— Assigned task —
Nothing is to be output except the lines from the one containing "Practice step: find the backpack" through the end of the material, each reproduced exactly.

--- Dataset excerpts Enclosed Below ---

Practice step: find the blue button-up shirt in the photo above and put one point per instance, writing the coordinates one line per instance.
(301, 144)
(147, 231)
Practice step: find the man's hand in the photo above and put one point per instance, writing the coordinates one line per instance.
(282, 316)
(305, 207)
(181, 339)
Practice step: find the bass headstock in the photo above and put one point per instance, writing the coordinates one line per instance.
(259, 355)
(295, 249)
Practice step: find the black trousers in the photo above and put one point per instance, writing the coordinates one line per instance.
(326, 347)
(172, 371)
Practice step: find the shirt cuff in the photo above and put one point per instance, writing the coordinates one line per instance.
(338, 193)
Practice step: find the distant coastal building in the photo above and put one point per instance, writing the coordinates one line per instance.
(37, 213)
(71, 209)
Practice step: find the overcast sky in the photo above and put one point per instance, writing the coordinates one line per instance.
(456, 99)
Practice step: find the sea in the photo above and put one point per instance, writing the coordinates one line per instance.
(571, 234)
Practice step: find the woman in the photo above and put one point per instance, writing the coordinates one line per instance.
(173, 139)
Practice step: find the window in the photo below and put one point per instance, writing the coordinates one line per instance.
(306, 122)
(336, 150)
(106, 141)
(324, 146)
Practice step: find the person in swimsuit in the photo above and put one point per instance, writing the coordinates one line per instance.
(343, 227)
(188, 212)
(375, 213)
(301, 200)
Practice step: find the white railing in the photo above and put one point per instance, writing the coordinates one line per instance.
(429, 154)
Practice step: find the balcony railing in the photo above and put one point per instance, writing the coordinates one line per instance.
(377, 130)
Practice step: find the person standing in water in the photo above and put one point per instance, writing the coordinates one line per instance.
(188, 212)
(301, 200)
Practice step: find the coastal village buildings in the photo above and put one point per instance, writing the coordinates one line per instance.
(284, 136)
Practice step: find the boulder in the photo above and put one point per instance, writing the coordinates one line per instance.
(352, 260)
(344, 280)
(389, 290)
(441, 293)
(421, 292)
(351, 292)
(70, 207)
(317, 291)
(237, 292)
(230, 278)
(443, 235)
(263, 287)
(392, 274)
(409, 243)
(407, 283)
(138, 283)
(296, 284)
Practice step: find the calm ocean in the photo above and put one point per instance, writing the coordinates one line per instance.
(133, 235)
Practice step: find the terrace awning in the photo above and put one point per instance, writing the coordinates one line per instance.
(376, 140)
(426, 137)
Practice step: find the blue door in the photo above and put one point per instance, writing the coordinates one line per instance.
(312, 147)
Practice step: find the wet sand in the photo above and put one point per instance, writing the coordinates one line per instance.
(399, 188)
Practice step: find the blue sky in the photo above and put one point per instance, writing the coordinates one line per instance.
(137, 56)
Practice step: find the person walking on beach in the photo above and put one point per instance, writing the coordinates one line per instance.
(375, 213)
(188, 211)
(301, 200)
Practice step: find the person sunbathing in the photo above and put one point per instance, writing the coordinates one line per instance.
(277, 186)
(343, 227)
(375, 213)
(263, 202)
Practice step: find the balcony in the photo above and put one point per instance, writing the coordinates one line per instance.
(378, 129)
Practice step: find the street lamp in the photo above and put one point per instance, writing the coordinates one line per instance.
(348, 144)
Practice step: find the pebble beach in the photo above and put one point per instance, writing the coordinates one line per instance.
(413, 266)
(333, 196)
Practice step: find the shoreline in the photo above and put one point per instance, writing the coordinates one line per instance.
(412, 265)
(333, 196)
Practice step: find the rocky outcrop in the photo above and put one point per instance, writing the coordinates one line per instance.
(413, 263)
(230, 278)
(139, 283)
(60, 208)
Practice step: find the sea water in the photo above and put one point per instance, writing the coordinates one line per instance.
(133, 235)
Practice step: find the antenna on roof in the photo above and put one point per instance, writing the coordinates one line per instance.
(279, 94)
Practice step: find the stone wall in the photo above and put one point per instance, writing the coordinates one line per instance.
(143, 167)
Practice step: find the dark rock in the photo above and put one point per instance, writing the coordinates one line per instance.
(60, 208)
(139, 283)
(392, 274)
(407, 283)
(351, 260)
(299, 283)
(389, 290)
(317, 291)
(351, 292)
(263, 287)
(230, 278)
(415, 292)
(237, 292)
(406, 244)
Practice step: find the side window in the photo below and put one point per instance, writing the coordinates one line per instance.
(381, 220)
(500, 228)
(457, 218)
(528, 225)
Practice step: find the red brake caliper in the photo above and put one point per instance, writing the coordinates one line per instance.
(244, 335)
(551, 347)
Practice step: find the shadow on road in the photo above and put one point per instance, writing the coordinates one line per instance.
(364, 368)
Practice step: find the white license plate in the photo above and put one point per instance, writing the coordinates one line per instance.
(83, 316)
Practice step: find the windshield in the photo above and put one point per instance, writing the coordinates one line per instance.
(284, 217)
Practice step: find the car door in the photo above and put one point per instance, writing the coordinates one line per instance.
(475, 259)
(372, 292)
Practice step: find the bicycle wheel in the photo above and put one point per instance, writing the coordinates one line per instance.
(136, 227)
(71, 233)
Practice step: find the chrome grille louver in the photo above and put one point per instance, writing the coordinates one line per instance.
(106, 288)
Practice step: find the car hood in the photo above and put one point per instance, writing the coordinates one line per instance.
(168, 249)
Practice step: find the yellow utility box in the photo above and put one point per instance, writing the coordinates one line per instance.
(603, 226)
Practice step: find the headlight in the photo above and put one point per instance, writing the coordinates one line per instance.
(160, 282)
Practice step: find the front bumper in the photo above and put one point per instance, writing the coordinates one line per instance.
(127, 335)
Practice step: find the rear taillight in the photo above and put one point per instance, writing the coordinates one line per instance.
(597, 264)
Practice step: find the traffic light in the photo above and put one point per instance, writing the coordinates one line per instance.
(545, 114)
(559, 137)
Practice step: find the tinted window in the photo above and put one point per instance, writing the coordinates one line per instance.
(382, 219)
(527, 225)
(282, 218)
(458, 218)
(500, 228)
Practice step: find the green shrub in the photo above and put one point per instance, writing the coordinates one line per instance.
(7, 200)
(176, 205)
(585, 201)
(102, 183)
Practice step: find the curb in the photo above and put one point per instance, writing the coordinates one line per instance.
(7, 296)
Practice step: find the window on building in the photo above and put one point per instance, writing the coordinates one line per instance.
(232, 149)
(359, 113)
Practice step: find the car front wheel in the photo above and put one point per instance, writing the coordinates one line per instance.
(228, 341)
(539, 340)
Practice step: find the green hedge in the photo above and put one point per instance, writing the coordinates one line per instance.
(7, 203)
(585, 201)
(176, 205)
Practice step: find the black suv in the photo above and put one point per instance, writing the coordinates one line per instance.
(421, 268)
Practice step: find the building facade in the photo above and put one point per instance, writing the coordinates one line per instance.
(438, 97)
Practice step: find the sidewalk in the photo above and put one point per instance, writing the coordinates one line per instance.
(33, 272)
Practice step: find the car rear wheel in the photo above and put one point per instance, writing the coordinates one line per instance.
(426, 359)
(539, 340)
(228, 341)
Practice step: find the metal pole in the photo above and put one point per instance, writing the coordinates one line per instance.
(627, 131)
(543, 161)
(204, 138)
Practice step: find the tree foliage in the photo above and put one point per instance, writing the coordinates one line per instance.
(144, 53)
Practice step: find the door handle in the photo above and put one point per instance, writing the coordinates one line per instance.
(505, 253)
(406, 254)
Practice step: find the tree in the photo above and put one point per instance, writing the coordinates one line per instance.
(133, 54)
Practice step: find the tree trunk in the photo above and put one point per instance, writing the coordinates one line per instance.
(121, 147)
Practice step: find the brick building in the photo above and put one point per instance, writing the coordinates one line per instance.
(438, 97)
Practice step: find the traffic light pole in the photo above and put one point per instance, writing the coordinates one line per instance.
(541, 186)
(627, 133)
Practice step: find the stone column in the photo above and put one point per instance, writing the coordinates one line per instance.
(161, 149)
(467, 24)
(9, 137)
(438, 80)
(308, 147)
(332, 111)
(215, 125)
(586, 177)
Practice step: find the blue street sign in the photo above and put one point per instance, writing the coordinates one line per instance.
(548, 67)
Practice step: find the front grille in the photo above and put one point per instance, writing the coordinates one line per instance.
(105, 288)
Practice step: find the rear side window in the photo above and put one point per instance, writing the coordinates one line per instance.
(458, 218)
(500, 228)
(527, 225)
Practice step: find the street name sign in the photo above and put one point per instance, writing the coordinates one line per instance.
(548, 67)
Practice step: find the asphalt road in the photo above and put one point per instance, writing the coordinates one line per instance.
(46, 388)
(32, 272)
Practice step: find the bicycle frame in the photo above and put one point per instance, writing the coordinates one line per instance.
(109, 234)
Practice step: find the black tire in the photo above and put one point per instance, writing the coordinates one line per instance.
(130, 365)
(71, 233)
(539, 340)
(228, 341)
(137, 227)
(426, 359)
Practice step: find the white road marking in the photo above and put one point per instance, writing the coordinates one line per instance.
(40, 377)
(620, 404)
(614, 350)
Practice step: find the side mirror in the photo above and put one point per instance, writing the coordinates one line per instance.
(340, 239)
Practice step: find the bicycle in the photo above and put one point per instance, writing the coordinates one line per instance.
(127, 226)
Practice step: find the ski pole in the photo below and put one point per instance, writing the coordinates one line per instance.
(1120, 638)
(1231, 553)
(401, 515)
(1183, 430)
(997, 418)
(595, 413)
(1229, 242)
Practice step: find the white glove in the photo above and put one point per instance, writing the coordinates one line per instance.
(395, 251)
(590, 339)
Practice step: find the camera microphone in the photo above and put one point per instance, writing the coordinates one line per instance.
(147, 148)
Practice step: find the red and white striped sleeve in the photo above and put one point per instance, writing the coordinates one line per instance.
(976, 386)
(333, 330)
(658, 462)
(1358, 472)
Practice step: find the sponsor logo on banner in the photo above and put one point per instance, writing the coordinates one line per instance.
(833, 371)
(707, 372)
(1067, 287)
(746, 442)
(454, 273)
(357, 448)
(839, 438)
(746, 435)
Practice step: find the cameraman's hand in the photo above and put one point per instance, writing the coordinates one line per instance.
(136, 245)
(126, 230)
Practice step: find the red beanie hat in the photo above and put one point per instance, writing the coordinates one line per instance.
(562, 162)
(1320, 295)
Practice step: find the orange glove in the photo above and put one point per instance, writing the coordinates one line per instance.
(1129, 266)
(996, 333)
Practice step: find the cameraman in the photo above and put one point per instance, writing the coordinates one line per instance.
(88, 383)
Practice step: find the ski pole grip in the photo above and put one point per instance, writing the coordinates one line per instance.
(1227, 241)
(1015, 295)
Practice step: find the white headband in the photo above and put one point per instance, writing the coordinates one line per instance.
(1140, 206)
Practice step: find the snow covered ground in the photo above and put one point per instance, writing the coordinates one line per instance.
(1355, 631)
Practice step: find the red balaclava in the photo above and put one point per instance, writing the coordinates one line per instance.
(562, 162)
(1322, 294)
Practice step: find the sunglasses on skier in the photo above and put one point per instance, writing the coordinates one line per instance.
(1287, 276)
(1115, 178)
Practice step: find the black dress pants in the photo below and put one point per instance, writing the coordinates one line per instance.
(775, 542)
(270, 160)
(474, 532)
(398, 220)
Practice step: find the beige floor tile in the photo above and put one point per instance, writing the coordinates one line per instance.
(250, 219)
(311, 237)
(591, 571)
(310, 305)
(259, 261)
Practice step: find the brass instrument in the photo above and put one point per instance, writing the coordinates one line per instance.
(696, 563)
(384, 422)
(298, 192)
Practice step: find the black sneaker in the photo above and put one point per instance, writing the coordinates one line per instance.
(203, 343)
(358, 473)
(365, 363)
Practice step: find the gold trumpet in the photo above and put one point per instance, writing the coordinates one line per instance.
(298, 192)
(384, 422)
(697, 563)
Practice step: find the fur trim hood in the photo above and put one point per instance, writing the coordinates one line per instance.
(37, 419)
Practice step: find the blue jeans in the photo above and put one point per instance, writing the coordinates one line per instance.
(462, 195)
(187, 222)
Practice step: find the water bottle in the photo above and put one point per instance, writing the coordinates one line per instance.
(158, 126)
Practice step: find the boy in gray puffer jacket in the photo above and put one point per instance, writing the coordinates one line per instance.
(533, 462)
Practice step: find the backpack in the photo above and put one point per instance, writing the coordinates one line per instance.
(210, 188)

--- End of Enclosed Dataset excerpts ---

— Exercise solution —
Practice step: find the backpack in the photo above and put one point per instance, writing the coordinates one line per instance.
(210, 188)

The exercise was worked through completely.